▶ [Source extract]
● ● ● ● ● ● ●

Owning a piece of the world’s most ambitious wellness destination

At AMAALA Residences, architecture meets wellbeing—where each home flows seamlessly between private sanctuary and the Red Sea’s natural beauty

For years, AMAALA existed in the imagination — a place whispered about by architects, wellness gurus, and design insiders as the next frontier of luxury living. Now, for the first time, that vision is tangible. Red Sea Global has opened sales for AMAALA Residences, giving a select few the chance to own a home in what might be the world’s boldest experiment in wellbeing and design.

Set between the Hijaz mountains and the crystalline waters of Saudi Arabia’s northwestern coast, these residences aren’t just homes; they’re prototypes for a new way of living — one that treats architecture as therapy and landscape as legacy.

“Saudi Arabia is becoming a place people are proud to call home,” says John Pagano, group CEO of Red Sea Global. “At AMAALA, we’re creating a community defined by wellbeing, privacy, and purpose.” It’s an idea that lands somewhere between real estate and philosophy.

“Saudi Arabia is becoming a place people are proud to call home.”

John Pagano, group CEO Red Sea Global

The first wave of properties reads like a gallery of modern icons. Clinique La Prairie Residences, designed by John Heah, marks the first time the legendary Swiss longevity brand has offered homes for sale — 13 serene retreats woven through a lush oasis, each with direct access to a medical-grade health resort. Nearby, Nammos Residences brings the hedonism of the Aegean to the Red Sea: terrazzo floors, blue-green interiors, and balconies that seem to inhale the horizon.

Nestled between the Hijaz mountains and the Red Sea, AMAALA embodies a new vision of regenerative luxury and sustainable living

For collectors of design, Rosewood Residences may be the crown jewel — 26 sculpted villas by Italian masters Antonio Citterio and Patricia Viel, culminating in the Rosewood Iconic Villa, a five-bedroom architectural marvel on its own private island, accessible only by a natural bridge. And then there’s Andar Club Residences, offering golf-side villas that feel more Riviera than desert, complete with sweeping sea views.

● ● ● ● ● ● ●

▶ [Data shown]
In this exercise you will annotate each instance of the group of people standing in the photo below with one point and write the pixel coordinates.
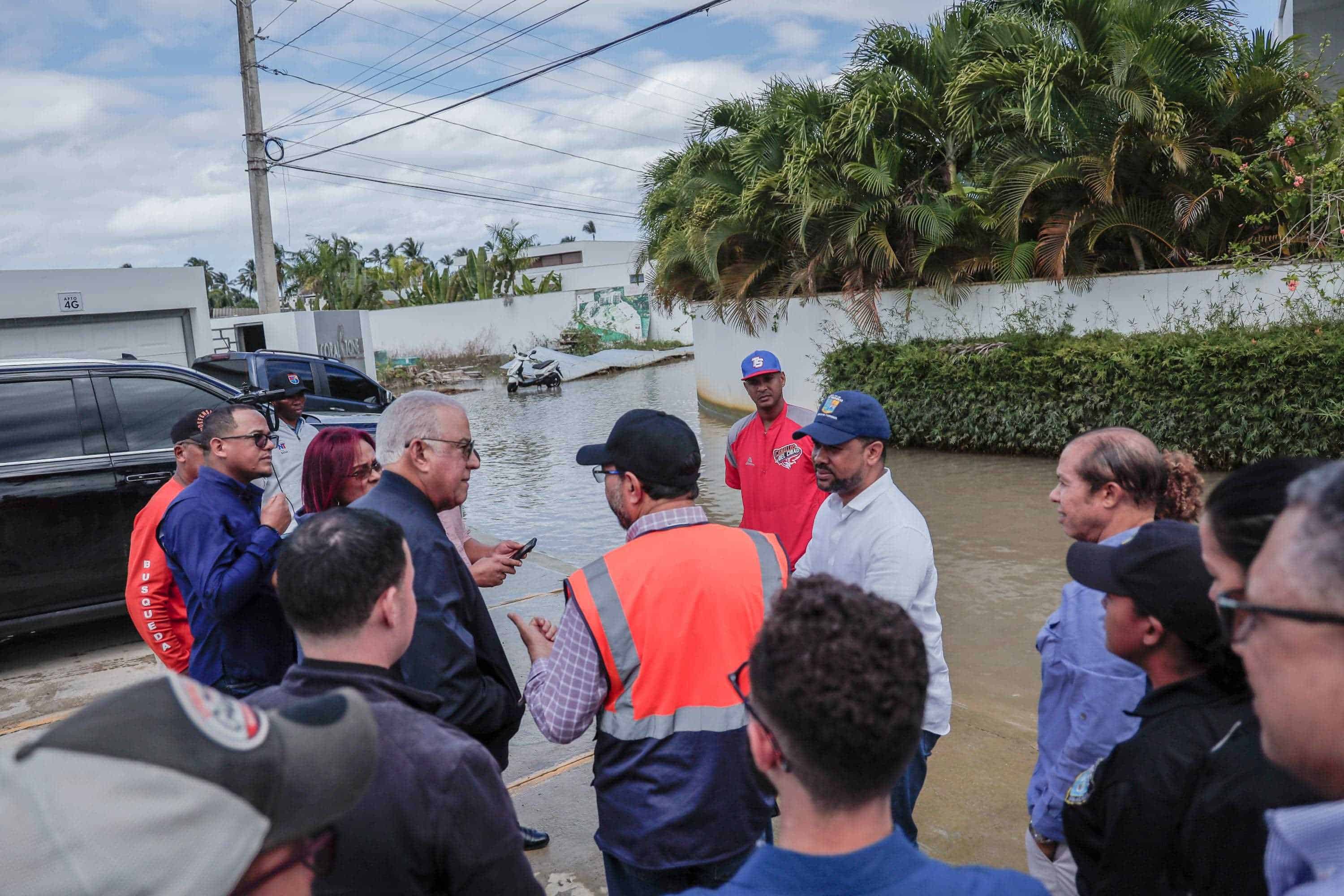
(767, 698)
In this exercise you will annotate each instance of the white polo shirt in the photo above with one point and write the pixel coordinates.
(881, 543)
(288, 460)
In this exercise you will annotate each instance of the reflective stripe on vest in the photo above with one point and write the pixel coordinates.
(597, 595)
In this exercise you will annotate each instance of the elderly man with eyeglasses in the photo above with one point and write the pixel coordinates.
(1288, 629)
(221, 543)
(428, 454)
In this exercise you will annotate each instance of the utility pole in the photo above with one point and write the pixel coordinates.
(264, 242)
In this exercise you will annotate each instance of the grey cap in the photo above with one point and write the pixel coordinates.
(172, 788)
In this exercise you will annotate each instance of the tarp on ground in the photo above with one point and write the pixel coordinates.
(574, 367)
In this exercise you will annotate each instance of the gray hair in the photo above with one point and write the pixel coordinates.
(412, 417)
(1319, 554)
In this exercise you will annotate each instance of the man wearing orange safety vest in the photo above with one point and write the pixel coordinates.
(646, 644)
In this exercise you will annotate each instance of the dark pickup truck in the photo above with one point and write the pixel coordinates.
(84, 445)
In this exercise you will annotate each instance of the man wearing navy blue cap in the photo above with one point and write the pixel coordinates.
(769, 464)
(870, 535)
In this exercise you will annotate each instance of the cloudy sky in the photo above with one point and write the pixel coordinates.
(123, 119)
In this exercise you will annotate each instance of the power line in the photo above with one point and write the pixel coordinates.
(302, 33)
(445, 174)
(703, 7)
(616, 81)
(517, 69)
(456, 193)
(408, 46)
(468, 56)
(638, 74)
(447, 121)
(410, 107)
(437, 199)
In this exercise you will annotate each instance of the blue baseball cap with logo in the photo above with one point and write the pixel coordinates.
(760, 363)
(847, 416)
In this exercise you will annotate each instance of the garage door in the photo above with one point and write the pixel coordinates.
(148, 336)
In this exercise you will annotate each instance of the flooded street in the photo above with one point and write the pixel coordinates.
(1000, 567)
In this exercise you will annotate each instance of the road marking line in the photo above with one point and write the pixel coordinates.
(546, 774)
(526, 597)
(37, 723)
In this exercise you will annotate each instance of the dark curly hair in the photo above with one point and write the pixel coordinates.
(840, 677)
(1167, 480)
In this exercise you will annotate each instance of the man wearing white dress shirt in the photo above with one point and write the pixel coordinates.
(870, 535)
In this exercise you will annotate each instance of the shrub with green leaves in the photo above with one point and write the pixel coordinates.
(1229, 397)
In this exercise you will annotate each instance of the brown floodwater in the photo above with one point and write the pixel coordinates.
(998, 544)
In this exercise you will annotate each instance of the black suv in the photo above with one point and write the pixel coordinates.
(84, 445)
(332, 385)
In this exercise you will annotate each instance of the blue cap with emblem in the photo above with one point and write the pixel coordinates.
(847, 416)
(760, 363)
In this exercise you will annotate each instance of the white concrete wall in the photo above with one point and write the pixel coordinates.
(1128, 303)
(495, 326)
(111, 291)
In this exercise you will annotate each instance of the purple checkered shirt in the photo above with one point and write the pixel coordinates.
(566, 689)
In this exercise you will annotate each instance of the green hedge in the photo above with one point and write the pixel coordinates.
(1229, 397)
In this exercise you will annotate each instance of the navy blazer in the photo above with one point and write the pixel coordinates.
(456, 652)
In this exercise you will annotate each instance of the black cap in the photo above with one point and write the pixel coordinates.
(189, 425)
(1160, 570)
(289, 382)
(655, 447)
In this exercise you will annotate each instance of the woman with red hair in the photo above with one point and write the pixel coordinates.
(339, 468)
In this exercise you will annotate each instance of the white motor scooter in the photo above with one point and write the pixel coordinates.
(527, 370)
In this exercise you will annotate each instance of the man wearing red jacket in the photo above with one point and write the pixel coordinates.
(152, 597)
(773, 469)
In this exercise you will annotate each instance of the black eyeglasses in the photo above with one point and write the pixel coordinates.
(316, 853)
(467, 447)
(260, 440)
(1238, 618)
(365, 470)
(733, 680)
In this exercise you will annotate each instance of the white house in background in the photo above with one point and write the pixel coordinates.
(155, 314)
(1315, 19)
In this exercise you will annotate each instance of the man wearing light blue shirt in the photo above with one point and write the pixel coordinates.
(1109, 484)
(1288, 628)
(870, 535)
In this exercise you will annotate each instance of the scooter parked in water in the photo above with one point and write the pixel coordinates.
(527, 370)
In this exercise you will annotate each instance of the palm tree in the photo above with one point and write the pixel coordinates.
(246, 279)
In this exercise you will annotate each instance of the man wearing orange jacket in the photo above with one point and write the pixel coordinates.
(152, 597)
(648, 638)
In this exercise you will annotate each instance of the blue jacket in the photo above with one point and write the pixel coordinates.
(436, 818)
(456, 653)
(890, 867)
(1086, 694)
(222, 558)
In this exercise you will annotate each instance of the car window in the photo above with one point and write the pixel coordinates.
(347, 385)
(39, 421)
(276, 367)
(233, 371)
(151, 406)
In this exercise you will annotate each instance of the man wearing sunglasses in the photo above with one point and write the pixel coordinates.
(1289, 630)
(835, 688)
(221, 542)
(428, 454)
(293, 436)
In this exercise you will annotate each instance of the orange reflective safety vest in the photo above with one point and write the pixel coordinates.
(672, 613)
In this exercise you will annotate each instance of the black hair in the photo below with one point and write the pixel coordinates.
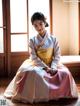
(39, 16)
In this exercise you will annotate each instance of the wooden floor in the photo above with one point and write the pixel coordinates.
(61, 102)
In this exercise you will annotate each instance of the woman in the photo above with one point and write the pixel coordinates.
(41, 77)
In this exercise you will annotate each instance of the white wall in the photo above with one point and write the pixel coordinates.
(65, 26)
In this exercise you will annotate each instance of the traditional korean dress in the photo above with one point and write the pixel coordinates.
(32, 83)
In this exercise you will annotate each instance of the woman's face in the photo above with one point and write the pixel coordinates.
(39, 25)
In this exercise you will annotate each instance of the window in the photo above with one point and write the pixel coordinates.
(18, 25)
(1, 29)
(38, 6)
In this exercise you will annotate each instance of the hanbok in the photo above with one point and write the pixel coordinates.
(32, 83)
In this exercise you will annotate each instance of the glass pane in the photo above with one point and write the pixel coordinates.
(1, 21)
(38, 6)
(18, 15)
(19, 43)
(1, 40)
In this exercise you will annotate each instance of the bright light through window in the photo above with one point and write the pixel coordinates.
(18, 13)
(38, 6)
(18, 43)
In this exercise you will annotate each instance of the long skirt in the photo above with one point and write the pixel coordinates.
(33, 84)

● ● ● ● ● ● ●

▶ [Exercises]
1. Using the article on AMAALA Residences, say whether each statement agrees with it, answering yes or no and quoting the deciding words: (a) Clinique La Prairie Residences offers 13 homes. (b) The Rosewood Iconic Villa has four bedrooms. (c) John Heah designed Andar Club Residences.
2. According to the article on AMAALA Residences, why has AMAALA gone from existing "in the imagination" to being "tangible"?

▶ [Solutions in order]
1.
(a) Yes: "13 serene retreats woven through a lush oasis."
(b) No: "a five-bedroom architectural marvel on its own private island."
(c) No: "Clinique La Prairie Residences, designed by John Heah."

2. Red Sea Global has opened sales for AMAALA Residences. For the first time, a select few can own a home there.